--- Start of Document segment ---
There are rich people, and then there are the ‘one-time millionaires’

There are rich people, and then there are the ‘one-time millionaires’

For more than a month, the campaign championing a special tax on the wealthy has blasted TV airwaves with a simple message: “They pay less and we pay more.”

“They” are the people who earn more than $1 million a year, as one ad intones and pans to a shot of a businessman boarding a private jet. The implication is that they can afford Question 1, a ballot initiative that would create a 4 percent surcharge on these millionaires.

Yet the first ad from the opposition, which debuted last week, paints a different picture of who could get hit with the proposed hike: farmers, lobstermen, small business owners, and even homeowners.

That’s because “they” include so-called one-time millionaires. According to an analysis by Tufts University’s Center for State Policy Analysis, the pool of wealthy households in Massachusetts changes dramatically year to year with only about half consistently earning incomes of more than $1 million. The rest are people who earn more than $1 million just once because of profits they’ve made from selling a business, home, or long-term investment.

Leo Cakounes believes he will fall into that tax bracket when he gets ready to retire and sells his organic cranberry farm in Harwich. The 65-year-old stars in the opposition’s first TV ad, saying that the ballot question “makes no sense.”

In an interview, Cakounes, 65, would not divulge how much more he might pay in taxes, but he says any increase would be too much. Simply put, for every additional $1 million he earns, Cakounes would pay an extra $40,000 in taxes.

He doesn’t think of himself as rich. Cakounes said that in the three decades he has operated a farm he has never made $1 million in a year and chafes at what he describes as a “this will not affect you” attitude about Question 1.

“That’s baloney,” he said. “I’ve worked damn hard to be where I am today, damn hard. I’ve saved and scrimped and cut back. Now I am being penalized again when this goes through.”

Ann Sullivan, who owns Metro Equipment Corp. in Braintree, also does not consider herself a millionaire, but she will be classified as one when she sells her excavation business. She also appears in a TV ad campaign launched by the opposition, which is being funded by a coalition of business groups, and small and big business owners.
--- End of Document segment ---
→ Tasks:
A: In the text about one-time millionaires, copy everything from "Leo Cakounes believes" down to "about Question 1.", substituting "property" for "farm" wherever it occurs.
B: According to the text about one-time millionaires, which groups of people does the opposition's first ad say could be hit by the proposed tax hike?
--- Start of Entries supplied ---
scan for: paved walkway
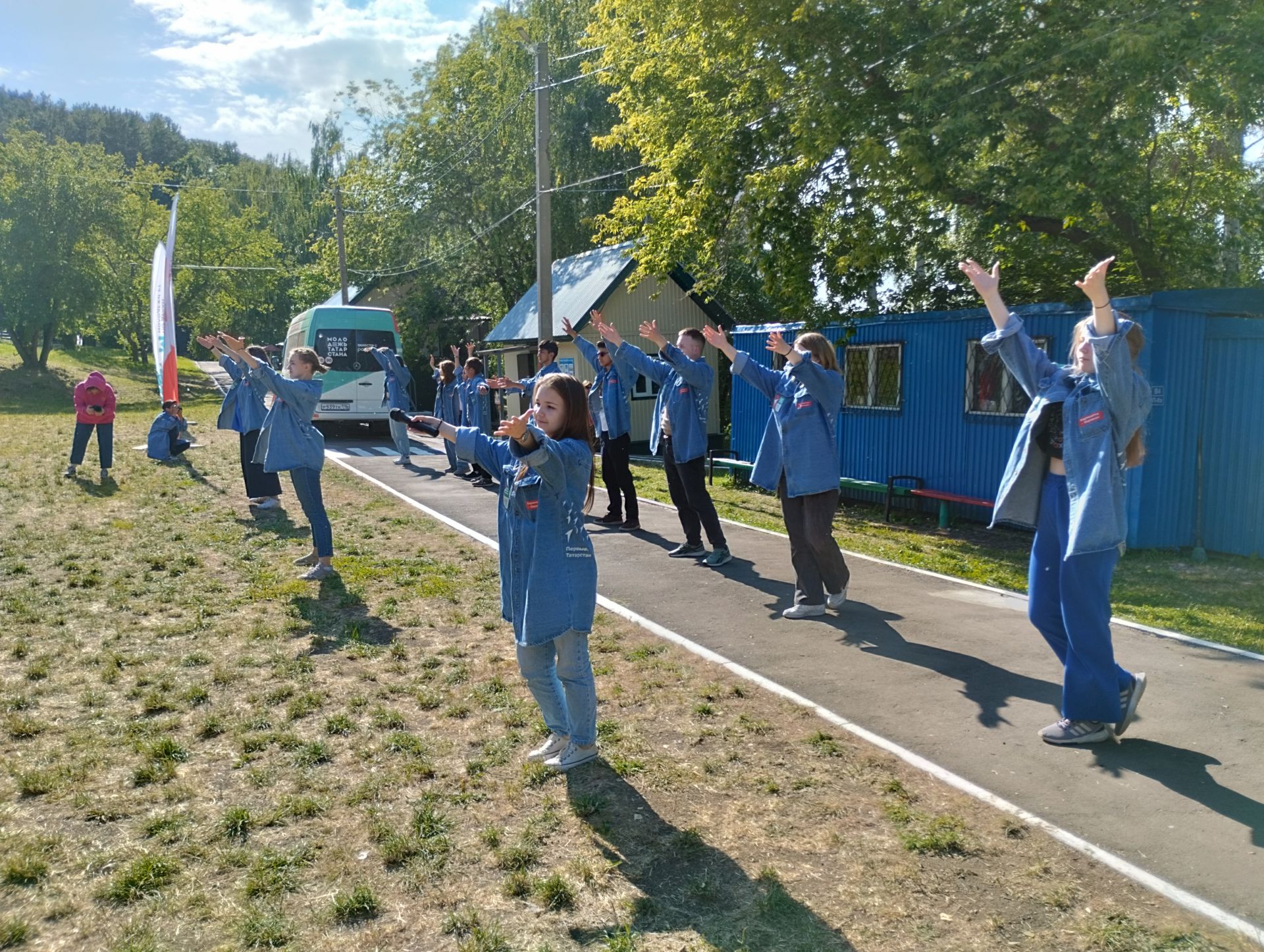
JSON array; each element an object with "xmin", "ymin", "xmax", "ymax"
[{"xmin": 329, "ymin": 440, "xmax": 1264, "ymax": 926}]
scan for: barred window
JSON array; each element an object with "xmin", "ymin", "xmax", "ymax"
[
  {"xmin": 843, "ymin": 344, "xmax": 904, "ymax": 410},
  {"xmin": 966, "ymin": 338, "xmax": 1053, "ymax": 416}
]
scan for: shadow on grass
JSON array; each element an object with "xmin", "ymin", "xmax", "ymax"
[
  {"xmin": 566, "ymin": 761, "xmax": 852, "ymax": 952},
  {"xmin": 1093, "ymin": 737, "xmax": 1264, "ymax": 847}
]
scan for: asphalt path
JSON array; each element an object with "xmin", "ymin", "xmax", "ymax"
[{"xmin": 327, "ymin": 440, "xmax": 1264, "ymax": 926}]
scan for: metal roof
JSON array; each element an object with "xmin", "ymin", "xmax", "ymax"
[{"xmin": 484, "ymin": 242, "xmax": 636, "ymax": 342}]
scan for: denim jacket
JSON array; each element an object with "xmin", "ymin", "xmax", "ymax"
[
  {"xmin": 456, "ymin": 426, "xmax": 596, "ymax": 645},
  {"xmin": 250, "ymin": 364, "xmax": 325, "ymax": 473},
  {"xmin": 456, "ymin": 374, "xmax": 492, "ymax": 433},
  {"xmin": 733, "ymin": 350, "xmax": 843, "ymax": 497},
  {"xmin": 982, "ymin": 313, "xmax": 1151, "ymax": 558},
  {"xmin": 614, "ymin": 340, "xmax": 716, "ymax": 463},
  {"xmin": 518, "ymin": 359, "xmax": 564, "ymax": 404},
  {"xmin": 373, "ymin": 348, "xmax": 412, "ymax": 410},
  {"xmin": 215, "ymin": 354, "xmax": 268, "ymax": 434},
  {"xmin": 575, "ymin": 338, "xmax": 639, "ymax": 440},
  {"xmin": 145, "ymin": 410, "xmax": 188, "ymax": 459},
  {"xmin": 434, "ymin": 371, "xmax": 461, "ymax": 426}
]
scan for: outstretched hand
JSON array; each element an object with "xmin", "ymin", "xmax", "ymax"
[
  {"xmin": 493, "ymin": 410, "xmax": 535, "ymax": 442},
  {"xmin": 1076, "ymin": 254, "xmax": 1115, "ymax": 307}
]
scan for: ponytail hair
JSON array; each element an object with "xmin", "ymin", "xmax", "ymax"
[{"xmin": 1070, "ymin": 311, "xmax": 1146, "ymax": 469}]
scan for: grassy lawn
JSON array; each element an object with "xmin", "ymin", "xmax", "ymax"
[
  {"xmin": 0, "ymin": 350, "xmax": 1245, "ymax": 952},
  {"xmin": 632, "ymin": 465, "xmax": 1264, "ymax": 651}
]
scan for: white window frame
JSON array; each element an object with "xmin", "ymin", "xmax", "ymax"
[
  {"xmin": 842, "ymin": 340, "xmax": 904, "ymax": 411},
  {"xmin": 964, "ymin": 334, "xmax": 1053, "ymax": 417}
]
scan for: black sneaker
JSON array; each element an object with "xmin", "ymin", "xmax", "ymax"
[{"xmin": 668, "ymin": 542, "xmax": 706, "ymax": 559}]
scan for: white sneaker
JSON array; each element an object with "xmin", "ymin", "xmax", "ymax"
[
  {"xmin": 545, "ymin": 743, "xmax": 596, "ymax": 772},
  {"xmin": 527, "ymin": 733, "xmax": 570, "ymax": 760},
  {"xmin": 781, "ymin": 604, "xmax": 826, "ymax": 618}
]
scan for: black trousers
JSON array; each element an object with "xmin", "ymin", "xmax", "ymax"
[
  {"xmin": 777, "ymin": 477, "xmax": 852, "ymax": 604},
  {"xmin": 602, "ymin": 433, "xmax": 641, "ymax": 521},
  {"xmin": 238, "ymin": 430, "xmax": 280, "ymax": 500},
  {"xmin": 660, "ymin": 436, "xmax": 728, "ymax": 547}
]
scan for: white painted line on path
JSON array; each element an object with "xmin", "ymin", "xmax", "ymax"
[{"xmin": 334, "ymin": 458, "xmax": 1264, "ymax": 945}]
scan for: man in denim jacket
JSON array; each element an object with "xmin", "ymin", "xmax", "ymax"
[
  {"xmin": 961, "ymin": 258, "xmax": 1150, "ymax": 743},
  {"xmin": 594, "ymin": 321, "xmax": 733, "ymax": 566}
]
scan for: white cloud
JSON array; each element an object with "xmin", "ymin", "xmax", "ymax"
[{"xmin": 132, "ymin": 0, "xmax": 488, "ymax": 155}]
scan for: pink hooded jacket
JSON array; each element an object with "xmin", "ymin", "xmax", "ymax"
[{"xmin": 74, "ymin": 371, "xmax": 115, "ymax": 423}]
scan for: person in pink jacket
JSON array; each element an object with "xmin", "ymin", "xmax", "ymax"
[{"xmin": 62, "ymin": 371, "xmax": 115, "ymax": 482}]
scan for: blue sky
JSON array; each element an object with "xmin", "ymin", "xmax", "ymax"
[{"xmin": 0, "ymin": 0, "xmax": 492, "ymax": 157}]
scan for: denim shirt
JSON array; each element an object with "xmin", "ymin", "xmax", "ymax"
[
  {"xmin": 456, "ymin": 426, "xmax": 596, "ymax": 645},
  {"xmin": 145, "ymin": 410, "xmax": 188, "ymax": 459},
  {"xmin": 518, "ymin": 357, "xmax": 564, "ymax": 404},
  {"xmin": 373, "ymin": 348, "xmax": 412, "ymax": 410},
  {"xmin": 614, "ymin": 340, "xmax": 716, "ymax": 463},
  {"xmin": 215, "ymin": 354, "xmax": 268, "ymax": 434},
  {"xmin": 982, "ymin": 313, "xmax": 1151, "ymax": 558},
  {"xmin": 434, "ymin": 371, "xmax": 461, "ymax": 426},
  {"xmin": 458, "ymin": 374, "xmax": 492, "ymax": 431},
  {"xmin": 733, "ymin": 350, "xmax": 843, "ymax": 497},
  {"xmin": 250, "ymin": 364, "xmax": 325, "ymax": 473},
  {"xmin": 575, "ymin": 338, "xmax": 637, "ymax": 440}
]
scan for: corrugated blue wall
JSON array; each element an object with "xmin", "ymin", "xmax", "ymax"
[{"xmin": 731, "ymin": 290, "xmax": 1264, "ymax": 554}]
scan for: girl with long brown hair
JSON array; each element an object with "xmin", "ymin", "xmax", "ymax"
[{"xmin": 415, "ymin": 373, "xmax": 596, "ymax": 770}]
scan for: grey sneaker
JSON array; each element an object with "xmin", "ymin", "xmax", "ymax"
[
  {"xmin": 1115, "ymin": 672, "xmax": 1146, "ymax": 737},
  {"xmin": 703, "ymin": 545, "xmax": 733, "ymax": 569},
  {"xmin": 1040, "ymin": 717, "xmax": 1111, "ymax": 743},
  {"xmin": 527, "ymin": 733, "xmax": 570, "ymax": 760},
  {"xmin": 781, "ymin": 603, "xmax": 826, "ymax": 618},
  {"xmin": 545, "ymin": 742, "xmax": 596, "ymax": 772},
  {"xmin": 668, "ymin": 542, "xmax": 706, "ymax": 559}
]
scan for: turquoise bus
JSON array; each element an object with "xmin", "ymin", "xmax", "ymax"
[{"xmin": 280, "ymin": 305, "xmax": 403, "ymax": 433}]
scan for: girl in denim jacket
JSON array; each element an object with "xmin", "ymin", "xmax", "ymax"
[
  {"xmin": 415, "ymin": 373, "xmax": 596, "ymax": 770},
  {"xmin": 959, "ymin": 258, "xmax": 1150, "ymax": 743},
  {"xmin": 703, "ymin": 326, "xmax": 851, "ymax": 618}
]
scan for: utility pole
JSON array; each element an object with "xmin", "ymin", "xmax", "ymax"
[
  {"xmin": 334, "ymin": 182, "xmax": 348, "ymax": 305},
  {"xmin": 535, "ymin": 40, "xmax": 552, "ymax": 341}
]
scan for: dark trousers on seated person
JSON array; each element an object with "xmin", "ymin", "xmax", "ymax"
[
  {"xmin": 602, "ymin": 433, "xmax": 641, "ymax": 522},
  {"xmin": 661, "ymin": 436, "xmax": 728, "ymax": 548},
  {"xmin": 239, "ymin": 430, "xmax": 280, "ymax": 500},
  {"xmin": 777, "ymin": 475, "xmax": 852, "ymax": 604}
]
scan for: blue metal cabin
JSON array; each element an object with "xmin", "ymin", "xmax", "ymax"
[{"xmin": 731, "ymin": 288, "xmax": 1264, "ymax": 555}]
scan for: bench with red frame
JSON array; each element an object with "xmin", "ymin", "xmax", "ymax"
[{"xmin": 885, "ymin": 475, "xmax": 993, "ymax": 529}]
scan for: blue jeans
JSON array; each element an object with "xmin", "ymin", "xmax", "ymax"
[
  {"xmin": 71, "ymin": 420, "xmax": 114, "ymax": 469},
  {"xmin": 444, "ymin": 440, "xmax": 469, "ymax": 473},
  {"xmin": 1028, "ymin": 473, "xmax": 1132, "ymax": 723},
  {"xmin": 390, "ymin": 420, "xmax": 412, "ymax": 456},
  {"xmin": 290, "ymin": 467, "xmax": 334, "ymax": 558},
  {"xmin": 517, "ymin": 631, "xmax": 596, "ymax": 747}
]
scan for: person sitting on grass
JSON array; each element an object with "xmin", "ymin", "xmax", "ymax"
[
  {"xmin": 415, "ymin": 373, "xmax": 596, "ymax": 770},
  {"xmin": 62, "ymin": 371, "xmax": 117, "ymax": 483},
  {"xmin": 703, "ymin": 327, "xmax": 851, "ymax": 618},
  {"xmin": 145, "ymin": 400, "xmax": 194, "ymax": 460},
  {"xmin": 592, "ymin": 320, "xmax": 733, "ymax": 566},
  {"xmin": 220, "ymin": 334, "xmax": 338, "ymax": 581}
]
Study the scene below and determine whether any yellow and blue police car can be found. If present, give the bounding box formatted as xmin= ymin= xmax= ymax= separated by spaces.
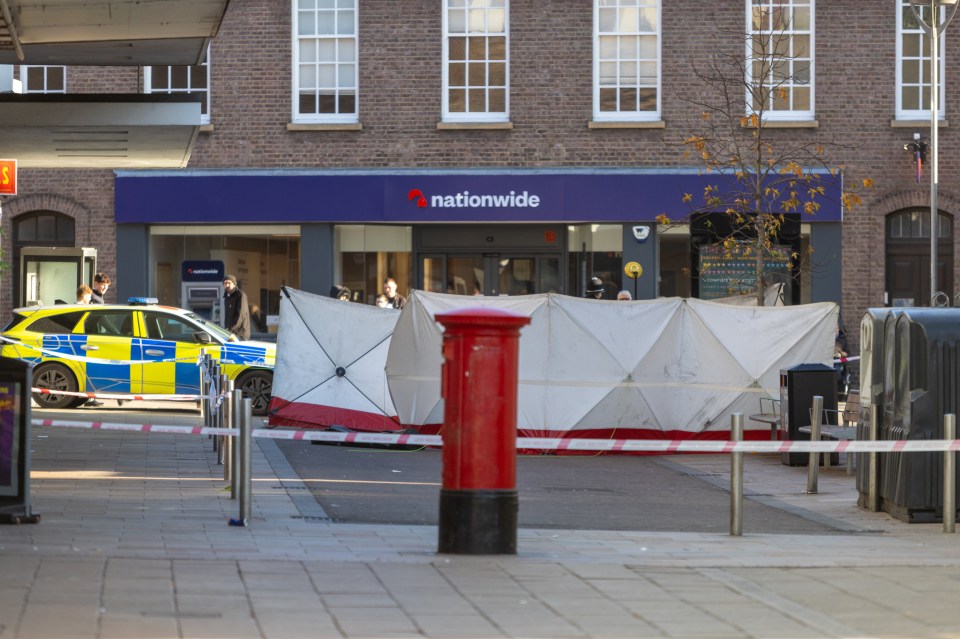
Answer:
xmin=0 ymin=298 xmax=276 ymax=415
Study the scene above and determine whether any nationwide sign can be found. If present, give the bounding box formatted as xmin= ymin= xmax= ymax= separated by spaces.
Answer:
xmin=0 ymin=160 xmax=17 ymax=195
xmin=407 ymin=189 xmax=540 ymax=209
xmin=114 ymin=168 xmax=843 ymax=225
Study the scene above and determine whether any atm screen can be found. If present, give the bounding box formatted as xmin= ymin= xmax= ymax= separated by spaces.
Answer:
xmin=187 ymin=288 xmax=220 ymax=303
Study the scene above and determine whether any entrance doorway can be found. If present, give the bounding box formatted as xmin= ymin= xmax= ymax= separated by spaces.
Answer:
xmin=415 ymin=224 xmax=565 ymax=295
xmin=420 ymin=253 xmax=561 ymax=295
xmin=886 ymin=209 xmax=953 ymax=306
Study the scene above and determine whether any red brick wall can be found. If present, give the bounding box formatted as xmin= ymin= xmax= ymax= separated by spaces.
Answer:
xmin=7 ymin=0 xmax=960 ymax=362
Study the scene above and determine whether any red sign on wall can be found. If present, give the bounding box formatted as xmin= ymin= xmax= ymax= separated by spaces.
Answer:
xmin=0 ymin=160 xmax=17 ymax=195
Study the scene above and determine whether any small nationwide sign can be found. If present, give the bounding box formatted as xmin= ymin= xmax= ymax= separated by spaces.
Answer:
xmin=0 ymin=160 xmax=17 ymax=195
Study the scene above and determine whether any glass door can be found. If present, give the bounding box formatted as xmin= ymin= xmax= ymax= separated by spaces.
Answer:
xmin=17 ymin=247 xmax=97 ymax=306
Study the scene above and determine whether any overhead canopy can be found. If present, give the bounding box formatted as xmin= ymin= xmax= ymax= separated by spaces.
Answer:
xmin=0 ymin=93 xmax=200 ymax=168
xmin=0 ymin=0 xmax=229 ymax=66
xmin=0 ymin=0 xmax=229 ymax=169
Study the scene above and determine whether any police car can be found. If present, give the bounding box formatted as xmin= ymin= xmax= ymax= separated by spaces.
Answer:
xmin=0 ymin=298 xmax=276 ymax=415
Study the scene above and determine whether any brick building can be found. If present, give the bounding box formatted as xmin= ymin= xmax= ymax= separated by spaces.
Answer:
xmin=0 ymin=0 xmax=948 ymax=356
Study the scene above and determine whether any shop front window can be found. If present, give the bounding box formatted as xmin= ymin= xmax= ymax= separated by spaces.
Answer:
xmin=567 ymin=224 xmax=624 ymax=300
xmin=148 ymin=225 xmax=300 ymax=335
xmin=333 ymin=224 xmax=413 ymax=304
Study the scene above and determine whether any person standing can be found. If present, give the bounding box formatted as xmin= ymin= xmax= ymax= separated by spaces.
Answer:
xmin=90 ymin=273 xmax=110 ymax=304
xmin=585 ymin=277 xmax=603 ymax=300
xmin=383 ymin=277 xmax=407 ymax=308
xmin=223 ymin=275 xmax=250 ymax=339
xmin=77 ymin=284 xmax=93 ymax=304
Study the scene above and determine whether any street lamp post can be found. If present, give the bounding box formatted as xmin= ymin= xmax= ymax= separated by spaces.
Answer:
xmin=910 ymin=0 xmax=960 ymax=306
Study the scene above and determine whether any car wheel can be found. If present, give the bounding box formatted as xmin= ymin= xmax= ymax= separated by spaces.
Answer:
xmin=234 ymin=371 xmax=273 ymax=416
xmin=33 ymin=363 xmax=83 ymax=408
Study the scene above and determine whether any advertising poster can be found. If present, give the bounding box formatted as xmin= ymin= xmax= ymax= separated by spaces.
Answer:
xmin=0 ymin=383 xmax=20 ymax=497
xmin=700 ymin=243 xmax=790 ymax=300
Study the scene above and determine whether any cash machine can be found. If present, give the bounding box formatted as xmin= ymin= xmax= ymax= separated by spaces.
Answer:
xmin=180 ymin=260 xmax=224 ymax=324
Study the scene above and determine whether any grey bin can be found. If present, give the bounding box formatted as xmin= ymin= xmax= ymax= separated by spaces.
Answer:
xmin=878 ymin=308 xmax=960 ymax=522
xmin=780 ymin=364 xmax=840 ymax=466
xmin=856 ymin=308 xmax=901 ymax=508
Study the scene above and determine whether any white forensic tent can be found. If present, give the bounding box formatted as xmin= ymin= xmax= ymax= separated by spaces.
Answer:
xmin=270 ymin=287 xmax=400 ymax=431
xmin=386 ymin=291 xmax=838 ymax=438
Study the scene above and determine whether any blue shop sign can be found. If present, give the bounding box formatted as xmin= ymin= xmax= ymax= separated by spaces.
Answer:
xmin=180 ymin=260 xmax=225 ymax=282
xmin=115 ymin=169 xmax=843 ymax=224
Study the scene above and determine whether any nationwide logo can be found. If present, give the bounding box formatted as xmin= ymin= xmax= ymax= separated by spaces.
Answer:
xmin=407 ymin=189 xmax=540 ymax=209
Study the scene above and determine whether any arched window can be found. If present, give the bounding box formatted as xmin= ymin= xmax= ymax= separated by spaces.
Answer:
xmin=887 ymin=209 xmax=953 ymax=241
xmin=13 ymin=211 xmax=76 ymax=245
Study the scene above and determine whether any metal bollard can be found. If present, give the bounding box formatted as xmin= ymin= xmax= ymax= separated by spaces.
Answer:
xmin=217 ymin=373 xmax=230 ymax=464
xmin=730 ymin=413 xmax=743 ymax=537
xmin=200 ymin=349 xmax=210 ymax=427
xmin=240 ymin=397 xmax=253 ymax=526
xmin=210 ymin=361 xmax=220 ymax=456
xmin=220 ymin=375 xmax=234 ymax=484
xmin=943 ymin=413 xmax=957 ymax=533
xmin=230 ymin=387 xmax=243 ymax=499
xmin=867 ymin=404 xmax=880 ymax=513
xmin=807 ymin=395 xmax=829 ymax=495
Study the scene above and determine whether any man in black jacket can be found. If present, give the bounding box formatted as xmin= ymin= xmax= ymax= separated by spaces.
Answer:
xmin=223 ymin=275 xmax=250 ymax=339
xmin=90 ymin=273 xmax=110 ymax=304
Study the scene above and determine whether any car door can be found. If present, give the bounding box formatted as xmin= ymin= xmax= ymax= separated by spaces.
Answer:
xmin=78 ymin=309 xmax=141 ymax=393
xmin=140 ymin=310 xmax=219 ymax=395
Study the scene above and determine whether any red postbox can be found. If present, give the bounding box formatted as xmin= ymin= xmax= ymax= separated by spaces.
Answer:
xmin=436 ymin=308 xmax=530 ymax=555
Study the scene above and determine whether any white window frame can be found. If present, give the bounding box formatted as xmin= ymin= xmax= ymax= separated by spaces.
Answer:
xmin=894 ymin=0 xmax=947 ymax=121
xmin=143 ymin=45 xmax=213 ymax=124
xmin=744 ymin=0 xmax=817 ymax=122
xmin=441 ymin=0 xmax=510 ymax=123
xmin=20 ymin=64 xmax=67 ymax=95
xmin=290 ymin=0 xmax=360 ymax=124
xmin=593 ymin=0 xmax=663 ymax=122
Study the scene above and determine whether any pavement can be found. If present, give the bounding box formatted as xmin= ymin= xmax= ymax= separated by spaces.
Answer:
xmin=0 ymin=402 xmax=960 ymax=639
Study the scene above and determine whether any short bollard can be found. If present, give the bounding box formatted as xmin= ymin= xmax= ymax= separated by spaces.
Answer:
xmin=867 ymin=405 xmax=880 ymax=513
xmin=943 ymin=413 xmax=957 ymax=533
xmin=221 ymin=375 xmax=235 ymax=484
xmin=730 ymin=413 xmax=743 ymax=537
xmin=200 ymin=349 xmax=210 ymax=428
xmin=435 ymin=308 xmax=530 ymax=555
xmin=230 ymin=389 xmax=243 ymax=499
xmin=210 ymin=360 xmax=220 ymax=452
xmin=217 ymin=373 xmax=230 ymax=464
xmin=807 ymin=395 xmax=829 ymax=495
xmin=230 ymin=397 xmax=253 ymax=526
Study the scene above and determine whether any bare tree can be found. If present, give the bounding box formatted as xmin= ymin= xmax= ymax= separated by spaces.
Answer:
xmin=659 ymin=5 xmax=872 ymax=305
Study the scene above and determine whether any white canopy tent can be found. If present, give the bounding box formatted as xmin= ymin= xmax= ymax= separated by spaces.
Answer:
xmin=271 ymin=288 xmax=837 ymax=438
xmin=387 ymin=291 xmax=837 ymax=438
xmin=270 ymin=287 xmax=400 ymax=431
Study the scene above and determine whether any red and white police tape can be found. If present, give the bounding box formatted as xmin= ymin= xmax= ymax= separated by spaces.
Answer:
xmin=26 ymin=419 xmax=960 ymax=453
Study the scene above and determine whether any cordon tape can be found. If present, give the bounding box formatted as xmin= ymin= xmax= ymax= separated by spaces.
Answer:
xmin=31 ymin=419 xmax=960 ymax=453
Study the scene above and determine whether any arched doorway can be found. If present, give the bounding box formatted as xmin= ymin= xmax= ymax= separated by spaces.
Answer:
xmin=886 ymin=209 xmax=953 ymax=306
xmin=12 ymin=210 xmax=96 ymax=306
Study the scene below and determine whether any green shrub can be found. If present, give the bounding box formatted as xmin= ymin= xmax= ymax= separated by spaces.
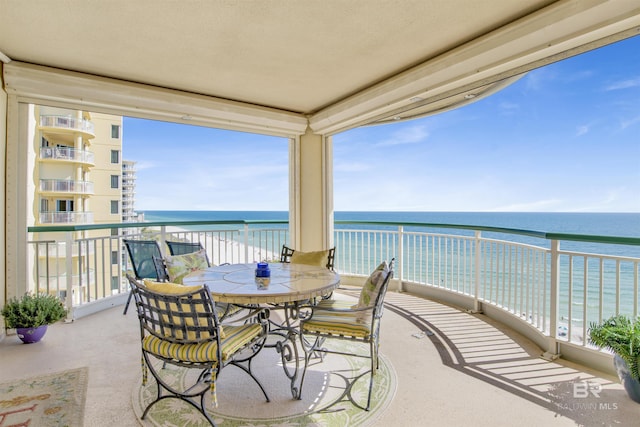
--- End of Entries supplied ---
→ Full solutions:
A:
Leo Cakounes believes he will fall into that tax bracket when he gets ready to retire and sells his organic cranberry property in Harwich. The 65-year-old stars in the opposition’s first TV ad, saying that the ballot question “makes no sense.”

In an interview, Cakounes, 65, would not divulge how much more he might pay in taxes, but he says any increase would be too much. Simply put, for every additional $1 million he earns, Cakounes would pay an extra $40,000 in taxes.

He doesn’t think of himself as rich. Cakounes said that in the three decades he has operated a property he has never made $1 million in a year and chafes at what he describes as a “this will not affect you” attitude about Question 1.

B: Farmers, lobstermen, small business owners, and homeowners.